### Provided entries

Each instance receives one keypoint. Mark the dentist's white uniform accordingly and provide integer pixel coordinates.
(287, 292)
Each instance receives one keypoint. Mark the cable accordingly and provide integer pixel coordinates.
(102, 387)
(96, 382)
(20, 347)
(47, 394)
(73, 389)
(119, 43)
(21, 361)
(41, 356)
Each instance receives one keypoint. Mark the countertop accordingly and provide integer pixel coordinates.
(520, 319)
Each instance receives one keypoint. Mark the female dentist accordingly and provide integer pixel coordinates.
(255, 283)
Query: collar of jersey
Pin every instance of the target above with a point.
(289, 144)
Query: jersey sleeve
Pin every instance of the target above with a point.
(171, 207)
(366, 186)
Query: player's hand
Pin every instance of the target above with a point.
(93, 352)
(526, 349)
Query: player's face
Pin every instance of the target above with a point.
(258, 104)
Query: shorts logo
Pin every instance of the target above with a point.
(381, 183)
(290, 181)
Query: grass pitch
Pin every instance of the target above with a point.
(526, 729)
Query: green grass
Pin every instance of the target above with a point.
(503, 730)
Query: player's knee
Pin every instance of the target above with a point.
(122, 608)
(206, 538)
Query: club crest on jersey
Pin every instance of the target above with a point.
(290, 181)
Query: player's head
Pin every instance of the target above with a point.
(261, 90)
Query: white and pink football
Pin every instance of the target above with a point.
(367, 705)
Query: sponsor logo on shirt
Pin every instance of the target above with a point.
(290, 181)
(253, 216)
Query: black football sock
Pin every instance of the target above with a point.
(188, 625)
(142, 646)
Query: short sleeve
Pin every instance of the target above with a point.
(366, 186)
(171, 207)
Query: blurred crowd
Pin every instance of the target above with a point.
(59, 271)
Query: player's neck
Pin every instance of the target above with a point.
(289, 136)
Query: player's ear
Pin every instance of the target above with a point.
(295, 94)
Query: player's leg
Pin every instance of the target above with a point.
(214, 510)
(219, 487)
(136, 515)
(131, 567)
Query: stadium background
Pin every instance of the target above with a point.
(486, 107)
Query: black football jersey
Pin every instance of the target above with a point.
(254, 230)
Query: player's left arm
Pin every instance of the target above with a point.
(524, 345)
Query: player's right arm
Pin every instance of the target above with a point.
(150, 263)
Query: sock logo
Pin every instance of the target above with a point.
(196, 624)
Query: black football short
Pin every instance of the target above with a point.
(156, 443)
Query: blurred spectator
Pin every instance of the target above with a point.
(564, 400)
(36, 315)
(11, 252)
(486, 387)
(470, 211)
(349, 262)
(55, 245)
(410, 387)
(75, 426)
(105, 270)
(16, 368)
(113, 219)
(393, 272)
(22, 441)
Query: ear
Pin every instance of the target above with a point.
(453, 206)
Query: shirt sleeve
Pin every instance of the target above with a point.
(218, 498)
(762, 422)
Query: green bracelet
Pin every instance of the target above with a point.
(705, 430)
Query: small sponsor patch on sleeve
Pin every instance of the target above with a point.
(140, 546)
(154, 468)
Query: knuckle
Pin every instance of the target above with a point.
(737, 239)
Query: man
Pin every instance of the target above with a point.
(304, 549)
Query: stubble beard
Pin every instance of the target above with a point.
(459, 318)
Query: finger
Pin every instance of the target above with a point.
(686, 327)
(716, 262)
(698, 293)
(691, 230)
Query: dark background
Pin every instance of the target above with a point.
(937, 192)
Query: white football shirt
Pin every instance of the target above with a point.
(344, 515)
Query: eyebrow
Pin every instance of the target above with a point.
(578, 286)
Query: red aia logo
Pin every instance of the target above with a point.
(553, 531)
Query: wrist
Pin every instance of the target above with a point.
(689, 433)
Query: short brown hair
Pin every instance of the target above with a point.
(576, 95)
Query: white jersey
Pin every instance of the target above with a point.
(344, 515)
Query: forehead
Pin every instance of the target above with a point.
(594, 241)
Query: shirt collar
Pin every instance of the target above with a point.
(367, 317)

### Assignment
Please give the number of lines with "player" in the entries above, and write no other text.

### Exercise result
9